Entries supplied:

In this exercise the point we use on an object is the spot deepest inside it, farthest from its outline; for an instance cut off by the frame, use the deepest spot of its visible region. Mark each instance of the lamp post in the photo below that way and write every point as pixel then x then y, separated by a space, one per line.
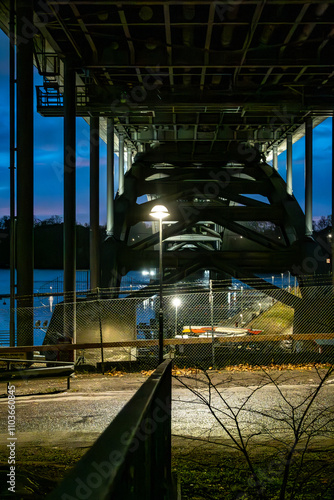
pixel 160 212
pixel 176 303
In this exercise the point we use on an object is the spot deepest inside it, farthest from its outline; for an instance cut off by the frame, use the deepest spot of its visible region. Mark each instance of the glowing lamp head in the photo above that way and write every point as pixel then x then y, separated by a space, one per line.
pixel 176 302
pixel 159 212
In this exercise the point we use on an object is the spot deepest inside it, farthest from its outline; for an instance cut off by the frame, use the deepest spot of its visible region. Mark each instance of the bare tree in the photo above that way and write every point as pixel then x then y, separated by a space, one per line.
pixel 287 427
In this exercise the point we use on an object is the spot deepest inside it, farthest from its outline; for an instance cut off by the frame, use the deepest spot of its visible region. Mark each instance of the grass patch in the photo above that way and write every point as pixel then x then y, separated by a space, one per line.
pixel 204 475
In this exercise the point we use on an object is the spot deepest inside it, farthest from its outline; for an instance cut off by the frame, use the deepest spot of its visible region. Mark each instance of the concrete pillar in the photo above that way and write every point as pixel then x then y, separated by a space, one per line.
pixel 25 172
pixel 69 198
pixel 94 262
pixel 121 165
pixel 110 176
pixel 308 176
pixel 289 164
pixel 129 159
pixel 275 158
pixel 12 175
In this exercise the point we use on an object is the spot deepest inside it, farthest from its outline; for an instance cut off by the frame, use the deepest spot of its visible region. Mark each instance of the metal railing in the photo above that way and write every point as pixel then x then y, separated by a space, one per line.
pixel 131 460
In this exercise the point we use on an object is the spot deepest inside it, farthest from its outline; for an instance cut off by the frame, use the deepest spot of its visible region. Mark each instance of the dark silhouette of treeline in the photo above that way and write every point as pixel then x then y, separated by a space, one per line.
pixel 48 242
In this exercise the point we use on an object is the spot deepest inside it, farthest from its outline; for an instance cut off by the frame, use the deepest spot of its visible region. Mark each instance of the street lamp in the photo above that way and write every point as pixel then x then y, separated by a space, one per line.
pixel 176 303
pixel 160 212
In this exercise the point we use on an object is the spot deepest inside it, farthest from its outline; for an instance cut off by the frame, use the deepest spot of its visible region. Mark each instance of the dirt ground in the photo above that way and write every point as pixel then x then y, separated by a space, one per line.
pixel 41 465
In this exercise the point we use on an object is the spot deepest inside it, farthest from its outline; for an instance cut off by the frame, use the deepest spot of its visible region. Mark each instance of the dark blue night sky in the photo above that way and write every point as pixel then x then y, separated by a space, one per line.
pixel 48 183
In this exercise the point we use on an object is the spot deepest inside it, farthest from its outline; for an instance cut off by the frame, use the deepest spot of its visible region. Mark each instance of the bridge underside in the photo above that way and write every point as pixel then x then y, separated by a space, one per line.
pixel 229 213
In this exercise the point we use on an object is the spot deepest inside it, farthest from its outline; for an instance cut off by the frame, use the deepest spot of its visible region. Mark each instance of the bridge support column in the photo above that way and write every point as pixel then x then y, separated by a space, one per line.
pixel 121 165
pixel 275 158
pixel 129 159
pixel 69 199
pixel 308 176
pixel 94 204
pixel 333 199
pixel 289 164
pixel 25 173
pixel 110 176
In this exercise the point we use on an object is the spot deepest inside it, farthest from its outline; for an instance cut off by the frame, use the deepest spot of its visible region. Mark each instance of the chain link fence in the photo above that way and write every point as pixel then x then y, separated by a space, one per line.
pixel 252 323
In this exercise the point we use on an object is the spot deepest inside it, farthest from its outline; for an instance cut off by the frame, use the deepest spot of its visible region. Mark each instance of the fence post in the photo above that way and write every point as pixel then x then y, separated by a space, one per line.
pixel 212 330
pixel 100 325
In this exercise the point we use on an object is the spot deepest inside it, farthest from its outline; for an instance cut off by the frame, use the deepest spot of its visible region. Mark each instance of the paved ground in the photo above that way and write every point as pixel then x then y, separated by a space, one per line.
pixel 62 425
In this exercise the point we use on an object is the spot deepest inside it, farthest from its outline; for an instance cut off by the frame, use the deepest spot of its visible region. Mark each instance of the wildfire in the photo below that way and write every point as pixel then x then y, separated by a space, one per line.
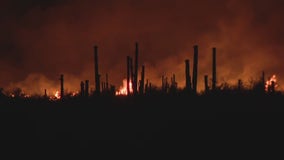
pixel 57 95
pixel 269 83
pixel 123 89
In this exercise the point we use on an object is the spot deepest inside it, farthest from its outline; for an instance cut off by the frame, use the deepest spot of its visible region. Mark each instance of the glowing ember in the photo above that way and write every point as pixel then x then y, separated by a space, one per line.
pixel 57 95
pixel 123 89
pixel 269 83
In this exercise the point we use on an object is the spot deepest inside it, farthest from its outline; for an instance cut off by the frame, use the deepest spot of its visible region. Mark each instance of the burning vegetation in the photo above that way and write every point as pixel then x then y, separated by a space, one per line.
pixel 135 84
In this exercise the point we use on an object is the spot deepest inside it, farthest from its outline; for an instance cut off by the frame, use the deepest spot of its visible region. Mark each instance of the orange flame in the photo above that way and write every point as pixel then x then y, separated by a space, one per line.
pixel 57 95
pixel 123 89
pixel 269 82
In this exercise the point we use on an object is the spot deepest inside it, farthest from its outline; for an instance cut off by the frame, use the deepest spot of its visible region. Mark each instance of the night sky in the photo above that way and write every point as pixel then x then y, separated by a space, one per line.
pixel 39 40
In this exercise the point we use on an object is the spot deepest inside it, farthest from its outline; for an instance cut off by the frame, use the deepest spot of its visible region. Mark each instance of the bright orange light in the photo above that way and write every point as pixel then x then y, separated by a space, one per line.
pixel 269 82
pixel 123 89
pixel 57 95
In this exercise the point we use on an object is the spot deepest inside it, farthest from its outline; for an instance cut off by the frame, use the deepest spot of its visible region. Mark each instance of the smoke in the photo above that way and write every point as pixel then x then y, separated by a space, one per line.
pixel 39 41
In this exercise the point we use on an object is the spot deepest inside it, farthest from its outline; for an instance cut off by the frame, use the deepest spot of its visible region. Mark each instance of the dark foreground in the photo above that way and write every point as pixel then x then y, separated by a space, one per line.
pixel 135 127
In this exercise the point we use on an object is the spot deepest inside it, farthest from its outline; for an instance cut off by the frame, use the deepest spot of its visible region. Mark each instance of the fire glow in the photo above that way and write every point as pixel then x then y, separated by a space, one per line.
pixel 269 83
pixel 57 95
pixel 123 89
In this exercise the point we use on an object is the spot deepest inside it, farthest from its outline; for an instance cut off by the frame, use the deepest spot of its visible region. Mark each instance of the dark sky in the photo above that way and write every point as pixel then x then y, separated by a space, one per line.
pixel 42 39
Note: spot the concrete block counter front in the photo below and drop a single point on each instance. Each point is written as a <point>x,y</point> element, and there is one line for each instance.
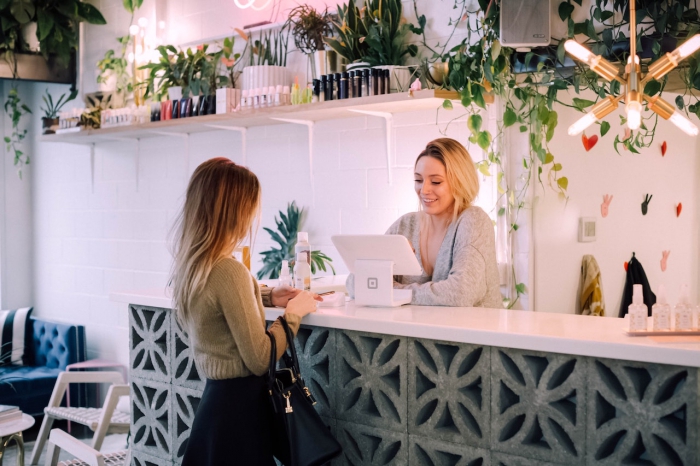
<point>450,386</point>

To do: You are asked to reproduce each line above exactly, but to exclude the pictures.

Solution for this problem:
In this exercise the point we use on an object is the spot deepest inside it, farthest from its outline; for an instance cut off by the frame, use the deepest spot of its visible region. Mark each instance of the lamp post in the photo below that way and write every point as pixel then x then y, separated by a space, one per line.
pixel 160 212
pixel 176 303
In this exercise the point we use on an object is the spot deepest inside it, farthest from its outline; for an instance cut off by the frame, use the deepest spot of its visible region. Mark each instance of the glowing lamp head in the photo above that way and write every point as pixel then x then y, separated by a space, one per line.
pixel 176 302
pixel 159 212
In this exercise the point we use on an object is the spot deepest inside it, farthest from its outline; for an instance cut off by the frame, use the deepest spot of its visible region. Mark each instance of the bare tree in the photo above that way and write every point as pixel then x then y, separated by a space, one per line.
pixel 287 427
In this exercise the point we use on an object is the spot deepest inside it, farthest from its outline; for an instance cut off by the frame, use the deepest spot of its visible region. Mark each instance of the grass patch in the photo above that way and write every point as pixel then x then y, separated by a space, one per line.
pixel 204 475
In this exercise the point we use on an object is the spot deepest inside it, farthest from its outline; for an instance cut off by the frame, use the deepest spot of its visible region. Mark each instance of the concrete pillar in the photo above that way and write every point as pixel then x then y, separated by a space, one per line.
pixel 25 172
pixel 69 198
pixel 94 262
pixel 121 165
pixel 110 176
pixel 308 176
pixel 289 164
pixel 129 159
pixel 275 158
pixel 12 175
In this exercise the point we use on an object is the spot deepest inside it, farthest from its outline; for an instance cut off by the frame, use the deepest spot of its visible region. Mark each instance of the metal railing in the photo above that way and write every point as pixel then x then y, separated by a space, one per line.
pixel 131 460
In this exercise the point we use on an object is the spot deepest inside it, farthest from its outline; for an instance cut off by the frame, use the deepest spot of its visible region. Mark each instance of the dark silhouette of treeline in the photo above that way and write every point as pixel then x then y, separated by a space, one per line.
pixel 48 242
In this exercise the point we use on an object is the spot deepest inside it, farthest from its outline; for an instance cut off by the frame, use the deepest spot of its visible region. Mark each instance of the street lamp in the photo above that way and write every point as pixel then x then y, separated by a space, one per line.
pixel 176 303
pixel 160 212
In this exercise the point we use on an object is the spot deepest inside it, farthest from its outline; for an instance cut off by the frame, use the deepest spot of its visible region. Mark each instance of the dirt ground in the photo above that way and write every point as pixel then x then y, separated by a space, one per line.
pixel 41 465
In this exercise the point we use on an object is the spot deepest inside it, farthest from its outline; for an instance cut off by the frame, use the deepest spot of its visible region. Mark each instance of the dark blue night sky in the photo above that way and write every point as pixel then x then y, separated by a space, one per line.
pixel 48 183
In this exercise the point we use on an object is the spot deepest inside it, farthest from its outline; for an instance cut off by the frame, use the deepest spot of its visible region. Mark each instance of the bridge underside in the photo above that way and write every point as pixel then x then y, separated by a space, one per line.
pixel 229 213
In this exercise the point we use on an object is the spot deepest inside it, farthest from its outline; for an instance cut off by the frame, use the deepest spot of its visible region. Mark each instance of the bridge support column in the photo above that way and write every point as pixel then x then y, separated by a space, one per line.
pixel 121 165
pixel 275 158
pixel 129 159
pixel 69 199
pixel 308 176
pixel 94 204
pixel 333 199
pixel 289 164
pixel 25 173
pixel 110 176
In this exercise the point we use on an object is the spot deepest inside it, farthest from its outline; for an instance cut off by the frame, use the deepest spot of its visible region. Mark each instance of the chain link fence in the photo above that way and write every point as pixel then x then y, separated by a space, one per line.
pixel 252 323
In this exercise the point we use on an object is the spot deepest inside it, farthest from its outline; for an instance cut off by the frame, use the deepest spot of its visible region. Mark each instance of the fence post in the photo above that way and write every point as pixel then x then y, separated by a space, one per line.
pixel 212 330
pixel 100 325
In this exercise the point we use on an object is the spot deepest inside it, farthest from its outline; for an instance cut off by the frame, use the deepest spot of its visible region. Mark each instance of the paved ground in the photo above that way and write every point as pixel then x then y, separated by a space, one per line.
pixel 62 425
In this exercise the point we use on an object is the spot deepest inside it, farthest from its outline; for an instance cut off by the frame, use the deepest spot of its visible region. Mark each instance of the wildfire in the photo below that way and write every point as pixel then x then y, separated by a space, one per line.
pixel 57 95
pixel 269 83
pixel 123 89
In this exercise the point we use on an object is the spot deepest inside it, farthest from its outline; for an instance cut off by the frame, use the deepest spot of its visible region. Mark each instance of the glowing ember in the photo above that way and write every point as pixel then x then y, separated by a space, one per line.
pixel 57 95
pixel 123 89
pixel 269 83
In this exercise the point we use on an object is the spot deepest inside it, farthest from its outline; for an instance cut off by the frame, use the deepest spot of its visible region. Mark each instance of the burning vegetation in the photo above that way and write every point as pixel then x then y, separated by a space, one per line.
pixel 135 84
In this exercise the point we use on an object is the spot deepest inside it, farthest from its outline; for an instance cut off by the frame, use the deepest spot of its visible region. Mark each instance of the orange flame in the photo above that way and write every point as pixel then x then y, separated by a space, one per line.
pixel 57 95
pixel 123 89
pixel 269 82
In this exercise the point we use on an object is the spot deepest inside it, farthest from its outline; for an instance cut off by the frame, use the deepest spot of its visible region. Mark each instance of the night sky in the photo above that way and write every point as pixel then x then y, separated by a space, one per line.
pixel 39 40
In this exercise the point we use on an object is the spot deepest inside it, farthest from its outline; for an instance cut off by the frame, use the deepest spot of its visible region. Mark each instance of the bright orange light in the photo above that way and write every point as pixel then x then y, separated by a space, one per line.
pixel 269 82
pixel 123 89
pixel 57 95
In this exercise the point we use on an object is the spot deepest inside it, farthest from its outline; for an instance cut off by the frame, use the deepest spot of its visible region. Mark each instance of the smoke in the photo above that way and write every point as pixel then x then y, separated by a space, one per line.
pixel 39 41
In this exercise the point we use on an object is the spot deepest inside it, farthest from its outline; for an instance cut off by the frame, use the deepest spot of its visible region. Mark each instance of the dark foreground in the photo above that way and write every point as pixel then x then y, separated by a space, one per line.
pixel 135 127
In this exercise the point we use on an object is the spot deepest inside it, farthest from its outline; for an instance cut off by the frame, use the deepest spot of its visible region. Mark each instance of the fire glow in the photo above that way and write every point as pixel then x then y, separated by a space, one per line.
pixel 269 83
pixel 57 95
pixel 123 89
In this exercise the point we use on an object is the spot deepest inside it, farthest from its outline; for an instance cut off by the frame, use the deepest spot of its visible region. Mark each instance of the dark sky in the photo above that way and write every point as pixel then x then y, separated by a space, one per line.
pixel 42 39
Note: spot the concrete block counter front in the photo below and drop a single point on each instance. Each point is written as a <point>x,y</point> element, and there is one line for each instance.
<point>450,386</point>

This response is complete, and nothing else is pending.